And the cast! Wow, this movie has all the acting and the movie stars you could want in a big period piece! Academy Award winners and nominees galore! Anthony Hopkins! William H. Macy! Sharon Stone! Laurence Fishburne! Helen Hunt! Box office titans! Elijah Wood! Demi Moore! Shia LeBeouf! Plus great eye candy for men and women alike! Lindsey Lohan! Heather Graham! Ashton Kutcher! Er, Harry Belafonte! Plus, TV stars! Martin Sheen! Freddy Rodriguez! David Krumholtz! Joshua Jackson! Nick Cannon! Wowwee!
How could this film go wrong? Well I'll tell ya, it does, but not spectacularly so. First off, it was the pet project of Emilio Estevez, who apparently was able to round up this unbelievable cast with a script he wrote and then wrangled up the funding to direct. This was unwise to say the least. Estevez, while a decent actor, is no director, and only a slightly better writer.
Secondly, with a cast this massive, you demand screen time and depth of character for all, so the film has to be over two hours, right? You'd like more a strong, Robert Altman-esque 165 minutes or so, no? Nope, Estevez got this whole thing in at 112 minutes. So not only is everyone on screen cheated by getting about eight minutes a piece, but the film still manages to feel long. Amazing, I know.
Thirdly, it's horribly preachy and heavy-handed. Yes, everyone loves RFK, and he said a lot of interesting, thought provoking things, and he was inspirational, and his death was tragic, but this movie uses Kennedy as a device that only drives the many plots along, and uses his speeches as voice over to punctuate...the fact that it's the day he dies. And that's about it.
To try and explain the plot would be pointless, as it is basically a dozen minor, mostly uninteresting stories of people at the hotel and what they are doing or feeling the day of the California Presidential primary. Some of it does connect to Kennedy's campaign, victory, and imminent arrival. Some of them don't at all. Some aren't bad. Some are.

● ● ● ● ● ● ●

• _Instruction A_: Swap "Query" for "Label" in the entries, starting at the line that contains "Query: grass tussock" and continuing through the end of the entries, and give those lines again with nothing else changed.
The review above and the entries that follow come from unrelated sources.

• _Working data_:
● ● ● ● ● ● ●

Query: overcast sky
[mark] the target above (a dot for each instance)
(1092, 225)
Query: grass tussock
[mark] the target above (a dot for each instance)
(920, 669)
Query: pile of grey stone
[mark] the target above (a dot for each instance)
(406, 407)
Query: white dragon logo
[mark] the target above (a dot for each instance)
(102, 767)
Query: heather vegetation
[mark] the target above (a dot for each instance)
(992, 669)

● ● ● ● ● ● ●

• _Instruction B_: List every actor the movie review names under its heading of TV stars.

• _Exercise response A_:
Label: grass tussock
[mark] the target above (a dot for each instance)
(920, 669)
Label: pile of grey stone
[mark] the target above (a dot for each instance)
(406, 407)
Label: white dragon logo
[mark] the target above (a dot for each instance)
(102, 767)
Label: heather vegetation
[mark] the target above (a dot for each instance)
(992, 669)

• _Exercise response B_: Martin Sheen, Freddy Rodriguez, David Krumholtz, Joshua Jackson, Nick Cannon